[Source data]
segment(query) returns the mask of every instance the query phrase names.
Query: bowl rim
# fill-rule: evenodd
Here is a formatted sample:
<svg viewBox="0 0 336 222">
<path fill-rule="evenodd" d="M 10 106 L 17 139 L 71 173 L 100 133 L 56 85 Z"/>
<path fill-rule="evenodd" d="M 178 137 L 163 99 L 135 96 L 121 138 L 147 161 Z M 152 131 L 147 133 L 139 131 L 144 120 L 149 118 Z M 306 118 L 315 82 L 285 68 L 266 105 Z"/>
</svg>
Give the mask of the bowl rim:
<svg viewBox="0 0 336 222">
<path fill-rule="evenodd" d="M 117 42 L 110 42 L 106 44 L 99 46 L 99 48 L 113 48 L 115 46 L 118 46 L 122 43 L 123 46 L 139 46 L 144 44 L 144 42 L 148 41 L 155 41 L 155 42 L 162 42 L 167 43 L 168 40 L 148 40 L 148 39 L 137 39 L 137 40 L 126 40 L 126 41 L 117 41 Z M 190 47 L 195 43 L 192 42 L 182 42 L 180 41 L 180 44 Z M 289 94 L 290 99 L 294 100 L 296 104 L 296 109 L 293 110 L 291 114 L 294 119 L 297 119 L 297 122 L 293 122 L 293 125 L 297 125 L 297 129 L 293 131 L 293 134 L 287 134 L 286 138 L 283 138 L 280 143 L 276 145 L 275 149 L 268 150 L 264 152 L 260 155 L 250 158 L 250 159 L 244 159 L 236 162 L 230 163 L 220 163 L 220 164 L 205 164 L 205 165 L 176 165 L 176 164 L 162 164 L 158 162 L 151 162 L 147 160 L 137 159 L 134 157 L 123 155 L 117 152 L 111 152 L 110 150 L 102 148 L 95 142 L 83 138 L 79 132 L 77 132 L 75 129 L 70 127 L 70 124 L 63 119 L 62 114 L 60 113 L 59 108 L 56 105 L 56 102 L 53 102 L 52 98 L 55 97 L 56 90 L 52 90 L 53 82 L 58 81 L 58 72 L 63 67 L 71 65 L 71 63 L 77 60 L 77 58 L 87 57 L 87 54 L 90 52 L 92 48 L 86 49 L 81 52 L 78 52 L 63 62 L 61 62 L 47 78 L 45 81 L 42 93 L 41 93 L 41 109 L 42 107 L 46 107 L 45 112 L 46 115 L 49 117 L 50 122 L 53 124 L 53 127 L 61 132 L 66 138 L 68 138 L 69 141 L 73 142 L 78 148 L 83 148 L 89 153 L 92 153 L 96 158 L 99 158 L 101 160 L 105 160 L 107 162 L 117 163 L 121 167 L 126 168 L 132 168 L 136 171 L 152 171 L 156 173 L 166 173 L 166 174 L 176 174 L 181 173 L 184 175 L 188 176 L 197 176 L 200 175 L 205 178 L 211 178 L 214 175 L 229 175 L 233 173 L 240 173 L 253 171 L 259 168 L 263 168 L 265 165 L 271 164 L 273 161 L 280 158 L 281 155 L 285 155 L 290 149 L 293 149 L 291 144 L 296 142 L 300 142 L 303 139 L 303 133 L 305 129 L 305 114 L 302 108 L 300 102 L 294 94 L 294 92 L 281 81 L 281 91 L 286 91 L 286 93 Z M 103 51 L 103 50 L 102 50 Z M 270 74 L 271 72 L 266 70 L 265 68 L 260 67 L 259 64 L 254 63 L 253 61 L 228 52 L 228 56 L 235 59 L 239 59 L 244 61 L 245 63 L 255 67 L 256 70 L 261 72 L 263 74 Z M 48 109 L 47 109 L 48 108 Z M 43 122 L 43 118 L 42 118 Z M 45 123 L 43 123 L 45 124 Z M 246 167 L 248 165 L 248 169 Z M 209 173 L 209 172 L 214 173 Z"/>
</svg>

- PROBLEM STATEMENT: Reproduce every line of the records above without any change.

- ANSWER TO THIS TASK:
segment(query) returns the mask of every instance the query phrase names.
Query: bowl rim
# fill-rule: evenodd
Here is a formatted sample:
<svg viewBox="0 0 336 222">
<path fill-rule="evenodd" d="M 10 106 L 17 139 L 71 173 L 100 133 L 56 85 Z"/>
<path fill-rule="evenodd" d="M 178 137 L 163 99 L 135 96 L 121 138 L 147 161 Z M 152 131 L 147 133 L 139 131 L 144 120 L 149 118 Z M 306 118 L 315 82 L 285 68 L 266 105 Z"/>
</svg>
Give the mask of the bowl rim:
<svg viewBox="0 0 336 222">
<path fill-rule="evenodd" d="M 117 42 L 110 42 L 106 44 L 99 46 L 99 48 L 113 48 L 115 46 L 118 46 L 122 43 L 123 46 L 139 46 L 144 44 L 144 42 L 148 41 L 155 41 L 155 42 L 162 42 L 167 43 L 168 40 L 148 40 L 148 39 L 137 39 L 137 40 L 126 40 L 126 41 L 117 41 Z M 190 47 L 195 43 L 192 42 L 182 42 L 180 41 L 180 44 Z M 289 94 L 290 99 L 294 100 L 296 104 L 296 109 L 293 110 L 291 114 L 294 119 L 297 119 L 297 122 L 293 122 L 293 125 L 297 125 L 297 129 L 293 131 L 293 134 L 287 134 L 286 138 L 283 138 L 280 143 L 276 145 L 275 149 L 268 150 L 264 152 L 260 155 L 250 158 L 250 159 L 244 159 L 236 162 L 230 163 L 220 163 L 220 164 L 205 164 L 205 165 L 176 165 L 176 164 L 162 164 L 158 162 L 151 162 L 147 160 L 137 159 L 134 157 L 123 155 L 117 152 L 111 152 L 110 150 L 102 148 L 95 142 L 83 138 L 79 132 L 77 132 L 75 129 L 70 127 L 70 124 L 63 119 L 62 114 L 60 113 L 59 108 L 56 105 L 56 102 L 53 102 L 52 98 L 55 97 L 56 90 L 52 90 L 53 82 L 58 81 L 58 72 L 63 67 L 71 65 L 71 63 L 77 60 L 77 58 L 87 57 L 87 54 L 90 52 L 92 48 L 86 49 L 81 52 L 78 52 L 63 62 L 61 62 L 47 78 L 45 81 L 42 93 L 41 93 L 41 109 L 42 107 L 46 107 L 45 112 L 46 115 L 49 117 L 50 122 L 53 124 L 53 127 L 61 132 L 66 138 L 68 138 L 69 141 L 73 142 L 78 148 L 83 148 L 89 153 L 92 153 L 96 158 L 99 158 L 101 160 L 105 160 L 107 162 L 117 163 L 121 167 L 126 168 L 132 168 L 136 171 L 152 171 L 156 173 L 166 173 L 166 174 L 176 174 L 181 173 L 184 175 L 188 176 L 197 176 L 200 175 L 205 178 L 211 178 L 214 175 L 229 175 L 233 173 L 240 173 L 253 171 L 259 168 L 263 168 L 265 165 L 271 164 L 273 161 L 280 158 L 281 155 L 285 155 L 290 149 L 293 149 L 291 144 L 296 142 L 300 142 L 303 139 L 303 133 L 305 129 L 305 114 L 302 108 L 300 102 L 294 94 L 294 92 L 281 81 L 281 91 L 286 91 L 286 93 Z M 103 51 L 103 50 L 102 50 Z M 270 74 L 271 72 L 266 70 L 265 68 L 260 67 L 259 64 L 254 63 L 253 61 L 228 52 L 228 56 L 235 59 L 239 59 L 244 61 L 245 63 L 255 67 L 256 70 L 261 72 L 263 74 Z M 48 109 L 47 109 L 48 108 Z M 43 122 L 43 118 L 42 118 Z M 45 123 L 43 123 L 45 124 Z M 246 167 L 248 165 L 248 169 Z M 209 173 L 209 172 L 214 173 Z"/>
</svg>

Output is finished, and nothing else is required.